# How much weight on the tongue?



## overboard (May 22, 2015)

I can't seem to find any info. on this, everything I found is for a bare trailer.
Approximately how much weight should be on the tongue with both the boat and trailer?
I set up another trailer, and with the boat on it I can barely lift the tongue by hand and have to rely on using the jack.
Was just wondering if there is a guide for this.
I just moved the axle 2" forward and it helped somewhat, but still plenty heavy, of course it can't be too light either. 
Before I move it anymore, I figured I better get some input on this.
On a 17' StarCraft I also have, I can put 2 fingers under each side of the coupler and lift the tongue pretty easily. Seems light, but that's the way it was when I bought it and never had a problem towing it.


----------



## ggoldy (May 22, 2015)

I remember someone saying 2/3's of the weight should be in front of the axle. It made sense to me.


----------



## Fordracing2105 (May 22, 2015)

I think it's 10%.


----------



## Keystone (May 23, 2015)

10% of the entire trailer weight is the ideal weight.


----------



## overboard (May 23, 2015)

So if the complete boat and trailer weigh, lets just say 1200 lb., that would be 120 lb. tongue weight. 
That's what I'm wondering about, seems heavy and would take quite a bit of effort to manually lift the tongue.


----------



## ggoldy (May 23, 2015)

I'd like to take back my earlier statement of 2/3rd's. 10% sounds MUCH better. Ummm...OPPS. I'll remember that!


----------



## earl60446 (May 23, 2015)

Rule of thumb is approx 10% but if it tows ok, leave it alone.

Tim


----------



## overboard (May 24, 2015)

OK: just found this on the Shorelander trailer website.
5-7% of total boat/trailer at tongue. 
So a total package - boat trailer, motor, etc., that weighs 3400 lb., and using 6% as the multiplier, would have a tongue weight of 204 lbs. using their figures.
That's what I was trying to get the answer to, guess that's why they make the tongue jacks!
Thanks for the replies.


----------



## JoshKeller (May 25, 2015)

I like at least 200 lbs on the vehicle, no matter the boat weight, if possible. I've found that 200 lbs keeps the back tires firmly into the ramp, and since i launch on several steep, dirt/gravel ramps, it keeps me from spinning so I dont have to use 4x4.


----------



## nowgrn4 (Jun 21, 2015)

I've always heard around 10% for boats and RV's.

Precision weighed on an old bathroom scale.


----------

— Requirement a —
Repeat, word for word, the stretch of the tongue weight thread from "Approximately how much" through "input on this.".

— Data lines —
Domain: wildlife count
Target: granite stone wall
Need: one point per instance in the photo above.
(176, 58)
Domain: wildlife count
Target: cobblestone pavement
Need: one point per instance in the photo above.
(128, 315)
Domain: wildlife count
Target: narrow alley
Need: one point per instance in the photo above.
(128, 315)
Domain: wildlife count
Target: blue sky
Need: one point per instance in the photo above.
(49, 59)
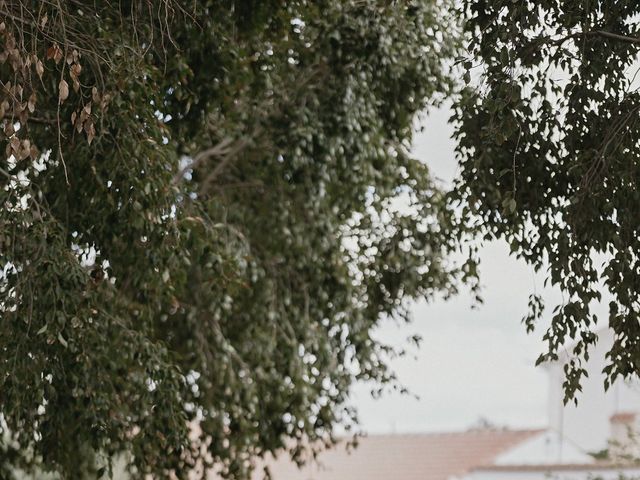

— Requirement b —
Rewrite all the rows above with "wildlife count" changed to "scene labeling" and every other part left as it is. Leave out the pictures.

— Response a —
Approximately how much weight should be on the tongue with both the boat and trailer?
I set up another trailer, and with the boat on it I can barely lift the tongue by hand and have to rely on using the jack.
Was just wondering if there is a guide for this.
I just moved the axle 2" forward and it helped somewhat, but still plenty heavy, of course it can't be too light either. 
Before I move it anymore, I figured I better get some input on this.

— Response b —
Domain: scene labeling
Target: granite stone wall
Need: one point per instance in the photo above.
(176, 58)
Domain: scene labeling
Target: cobblestone pavement
Need: one point per instance in the photo above.
(128, 315)
Domain: scene labeling
Target: narrow alley
Need: one point per instance in the photo above.
(128, 315)
Domain: scene labeling
Target: blue sky
Need: one point per instance in the photo above.
(49, 59)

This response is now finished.